◆ Material to process

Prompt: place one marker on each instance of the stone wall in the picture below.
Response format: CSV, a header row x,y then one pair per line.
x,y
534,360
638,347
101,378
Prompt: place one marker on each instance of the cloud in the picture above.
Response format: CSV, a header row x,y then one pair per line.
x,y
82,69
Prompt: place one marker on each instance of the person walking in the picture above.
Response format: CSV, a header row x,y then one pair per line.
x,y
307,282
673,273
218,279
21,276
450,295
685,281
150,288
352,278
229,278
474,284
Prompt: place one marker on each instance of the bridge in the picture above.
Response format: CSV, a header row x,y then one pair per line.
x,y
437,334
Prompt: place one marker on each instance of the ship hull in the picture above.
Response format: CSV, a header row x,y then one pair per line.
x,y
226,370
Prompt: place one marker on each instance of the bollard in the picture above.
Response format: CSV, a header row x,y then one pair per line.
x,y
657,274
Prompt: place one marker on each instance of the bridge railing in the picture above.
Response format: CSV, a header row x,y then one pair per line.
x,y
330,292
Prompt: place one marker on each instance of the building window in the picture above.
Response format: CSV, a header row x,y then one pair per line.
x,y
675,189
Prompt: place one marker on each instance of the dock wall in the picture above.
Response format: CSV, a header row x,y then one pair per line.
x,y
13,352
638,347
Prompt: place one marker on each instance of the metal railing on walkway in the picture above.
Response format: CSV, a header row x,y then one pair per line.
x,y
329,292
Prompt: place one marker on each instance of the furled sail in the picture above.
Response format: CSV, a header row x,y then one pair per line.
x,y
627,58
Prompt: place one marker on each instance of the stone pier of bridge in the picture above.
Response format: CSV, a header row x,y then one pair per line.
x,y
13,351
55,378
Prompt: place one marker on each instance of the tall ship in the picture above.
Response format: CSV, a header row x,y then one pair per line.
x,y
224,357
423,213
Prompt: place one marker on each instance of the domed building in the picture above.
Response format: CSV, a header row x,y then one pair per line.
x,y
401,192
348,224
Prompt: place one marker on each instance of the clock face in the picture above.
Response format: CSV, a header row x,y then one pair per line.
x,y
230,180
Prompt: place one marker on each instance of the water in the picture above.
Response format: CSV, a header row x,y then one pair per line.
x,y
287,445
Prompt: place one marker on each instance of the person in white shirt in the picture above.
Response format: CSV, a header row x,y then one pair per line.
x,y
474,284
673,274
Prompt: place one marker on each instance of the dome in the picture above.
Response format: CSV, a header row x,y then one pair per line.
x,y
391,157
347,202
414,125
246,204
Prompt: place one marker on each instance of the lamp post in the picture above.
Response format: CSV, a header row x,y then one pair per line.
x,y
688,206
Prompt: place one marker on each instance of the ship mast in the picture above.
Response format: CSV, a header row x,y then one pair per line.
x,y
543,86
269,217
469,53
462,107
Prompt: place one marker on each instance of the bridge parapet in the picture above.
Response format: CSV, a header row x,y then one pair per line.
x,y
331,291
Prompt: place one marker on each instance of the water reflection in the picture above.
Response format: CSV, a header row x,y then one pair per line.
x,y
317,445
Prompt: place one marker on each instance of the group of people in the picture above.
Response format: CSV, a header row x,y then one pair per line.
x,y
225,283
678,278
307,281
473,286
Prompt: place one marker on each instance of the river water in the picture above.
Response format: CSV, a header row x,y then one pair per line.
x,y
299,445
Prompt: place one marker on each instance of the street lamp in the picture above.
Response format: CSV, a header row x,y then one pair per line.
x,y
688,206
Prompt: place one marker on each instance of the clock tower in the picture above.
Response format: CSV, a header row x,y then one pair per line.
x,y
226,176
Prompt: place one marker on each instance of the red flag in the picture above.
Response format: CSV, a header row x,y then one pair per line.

◆ Description of the task
Reproduce the complete data exactly as presented above.

◆ Answer box
Prompt: place one marker on each instance of the stone wall in the picture below.
Response format: CSV, a header row x,y then one pair per line.
x,y
534,360
638,347
101,378
Prompt: place one marker on each instance of the cloud in the picture above.
Response format: CSV, a header row x,y then one pair per line.
x,y
82,69
Prompt: place one marker on each instance of the person walking in the picture above.
Response format: CSV, a header row x,y then one pair per line.
x,y
307,282
673,273
218,279
21,276
450,295
685,281
150,288
352,278
229,278
474,284
Prompt: place one marker on each instance of the bridge in the picture above.
Response format: CSV, a header row x,y then one pair per line.
x,y
437,334
Prompt: place one marker on each instance of the ship hull in the picture above.
Response format: CSV, a header row x,y then one pair per line.
x,y
226,370
Prompt: place one marker on each instance of the bollard in the picture above.
Response format: CSV, a header row x,y then one pair per line.
x,y
657,274
Prompt: place one marker on each instance of the bridge railing in the picture above.
Response format: CSV, a header row x,y then one pair per line.
x,y
330,292
Prompt: place one marker on each instance of the building window in the picture above.
Response format: CSV, a header row x,y then one pair per line.
x,y
675,189
Prompt: place one marker on each instance of the dock wall in the picture above.
Response format: CSV, a header row x,y then one pair per line.
x,y
13,352
638,347
Prompt: place one marker on each instance of the metal railing on walkway in the picture above.
Response format: CSV, a header row x,y then one pair per line.
x,y
329,292
Prompt: place one marker on each instance of the furled sail in the picture above.
Response format: CSV, a header row x,y then one pair per line.
x,y
627,58
Prompt: place one marker on each instance of the stone pier of bridge in the picture above.
Response format: CSV, a header row x,y then one pair per line.
x,y
13,351
55,378
Prompt: place one marker on each instance of the tall ship in the picture above.
Response format: CSV, a header row x,y then one pair per line.
x,y
224,357
423,213
Prompt: place one marker on each instance of the domed building in the picture above.
Response format: CSV, a header row x,y then one pair per line.
x,y
401,192
348,224
Prompt: place one marker on each instance of the clock face in the picture above.
Response format: CSV, a header row x,y then one pair per line.
x,y
230,180
Prompt: place one marker on each instance of the water in the picture above.
Response format: CSV, a header row x,y then one pair per line.
x,y
287,445
Prompt: place one marker on each instance of the person in white shirt in the picture above.
Response format: CSV, a header row x,y then one pair per line.
x,y
474,284
673,274
Prompt: place one marker on each instance of the dome in the picture above.
Response format: CSV, a header row x,y then one pair per line.
x,y
391,157
347,202
414,125
246,204
Prompt: place one marker on each instance of the lamp post in the picture above.
Response format: CSV, a header row x,y then one pair per line.
x,y
688,206
Prompt: place one marker on each instance of the ship mast in the picture above.
Response format: CSV, a header row x,y then one pair per line.
x,y
543,86
269,217
469,53
462,107
Prompt: place one marker on each instance of the bridge parapet in the picture above.
Response format: CSV, a header row x,y then one pair per line.
x,y
331,291
Prompt: place one marker on each instance of the water reflection in the picture above.
Response format: CSV, a header row x,y then one pair per line.
x,y
317,445
Prompt: place one marker on each instance of the group of people in the picture above.
Response format: CSV, a header row x,y then one pair per line.
x,y
225,283
678,278
307,281
473,286
Prompt: place one marker on each instance of the river water in the picture above.
Response format: CSV, a header row x,y then one pair per line.
x,y
299,445
Prompt: place one marker on each instance of the street lamp in the picture above.
Response format: CSV, a header row x,y then one pair per line.
x,y
688,206
Prompt: place one marker on each instance of the clock tower in the picture above.
Response format: CSV, a header row x,y then one pair per line.
x,y
226,176
Prompt: place one marker on each instance of the red flag in the picture above.
Response format: CSV, a header row x,y then one pair per line.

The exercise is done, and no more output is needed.